TEXT SECTION:
+-------+

Unfortunately, these are interspersed with moments that claim to be point-and-click but without any of the hallmarks of the genre. There is no inventory, so no items that seem insignificant but that actually move the narrative on, or anything like that. Instead, the screen is dotted with prompts that you simply cycle through.

But this is now Kentucky Route Zero: TV Edition for the Xbox Series X|S, so has been updated somewhat from its initial release. A revamped UI has been added to make things a little clearer. This has come about with the higher resolutions now possible rather than simply upscaling. This new UI is known as Modern mode, but there are changes to the original one too. They can be switched between in the menus depending on what your preference is. After having a play around with all three – Modern, Classic and Retro – Modern one is by far the most polished and in keeping with the improved resolutions.

+-------+

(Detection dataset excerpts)
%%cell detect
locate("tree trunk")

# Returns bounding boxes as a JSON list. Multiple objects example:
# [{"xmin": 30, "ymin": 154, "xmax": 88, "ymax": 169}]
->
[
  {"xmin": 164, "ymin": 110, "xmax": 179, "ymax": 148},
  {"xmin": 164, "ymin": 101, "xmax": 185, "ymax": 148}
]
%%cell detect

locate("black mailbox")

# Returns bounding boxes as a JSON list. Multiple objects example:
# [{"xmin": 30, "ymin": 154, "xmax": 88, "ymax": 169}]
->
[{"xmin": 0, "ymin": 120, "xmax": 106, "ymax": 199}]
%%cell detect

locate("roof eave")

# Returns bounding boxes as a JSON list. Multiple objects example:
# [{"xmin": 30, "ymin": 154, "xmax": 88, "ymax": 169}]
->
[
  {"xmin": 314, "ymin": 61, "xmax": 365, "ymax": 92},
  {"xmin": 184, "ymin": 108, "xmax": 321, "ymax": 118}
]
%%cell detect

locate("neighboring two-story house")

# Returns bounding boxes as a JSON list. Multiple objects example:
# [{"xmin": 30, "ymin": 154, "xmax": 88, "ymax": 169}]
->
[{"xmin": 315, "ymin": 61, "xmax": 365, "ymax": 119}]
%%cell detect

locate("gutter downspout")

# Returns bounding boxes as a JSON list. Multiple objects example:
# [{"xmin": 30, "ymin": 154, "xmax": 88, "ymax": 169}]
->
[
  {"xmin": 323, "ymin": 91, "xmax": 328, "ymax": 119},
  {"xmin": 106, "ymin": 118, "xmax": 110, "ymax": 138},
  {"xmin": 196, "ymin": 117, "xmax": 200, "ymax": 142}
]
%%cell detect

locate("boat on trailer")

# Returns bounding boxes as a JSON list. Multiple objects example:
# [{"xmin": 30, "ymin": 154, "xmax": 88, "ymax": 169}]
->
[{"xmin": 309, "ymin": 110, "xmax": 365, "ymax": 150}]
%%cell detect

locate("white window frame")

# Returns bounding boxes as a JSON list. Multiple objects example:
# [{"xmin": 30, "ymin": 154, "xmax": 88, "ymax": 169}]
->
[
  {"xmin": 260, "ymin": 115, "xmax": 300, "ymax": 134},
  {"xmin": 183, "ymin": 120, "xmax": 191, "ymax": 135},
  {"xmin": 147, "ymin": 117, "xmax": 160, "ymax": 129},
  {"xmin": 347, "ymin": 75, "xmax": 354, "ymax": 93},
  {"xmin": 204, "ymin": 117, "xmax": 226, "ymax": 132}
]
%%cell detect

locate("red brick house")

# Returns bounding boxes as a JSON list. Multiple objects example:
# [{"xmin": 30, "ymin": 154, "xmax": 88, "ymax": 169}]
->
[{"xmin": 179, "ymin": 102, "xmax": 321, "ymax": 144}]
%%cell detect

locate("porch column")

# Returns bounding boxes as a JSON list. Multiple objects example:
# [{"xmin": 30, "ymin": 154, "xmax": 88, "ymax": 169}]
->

+-------+

REQUIRED WORK:
Please continue the Kentucky Route Zero review, starting after its last sentence.

REPLY TO THE TASK:
New translations have been added too, for Arabic, Brazilian Portuguese, Chinese, Polish, Swedish, Thai and Turkish, alongside some updates to existing translations.

On PC, this is known as The Postmodern Update – a name that is very in-keeping with how Kentucky Route Zero holds itself. There is a pretentiousness to the game; it proudly displays a title screen every time you enter a new scene for reasons unknown and the soundtrack is predominantly that hipster folk music that spawned a thousand imitators.

However, these are the only real noticeable updates. This is very much a heavy stylised game, and was previously enhanced for Xbox One X consoles, so any graphical updates to current-gen are negligible.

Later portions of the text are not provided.